Task details | Format all the data below as a JSON list of strings, with each line as one string and any blank lines left out.

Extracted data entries
"""
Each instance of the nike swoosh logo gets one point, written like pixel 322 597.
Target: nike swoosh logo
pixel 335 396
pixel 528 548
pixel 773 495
"""
Expected answer |
[
  "Each instance of the nike swoosh logo gets one point, written like pixel 322 597.",
  "Target: nike swoosh logo",
  "pixel 335 396",
  "pixel 528 548",
  "pixel 773 495"
]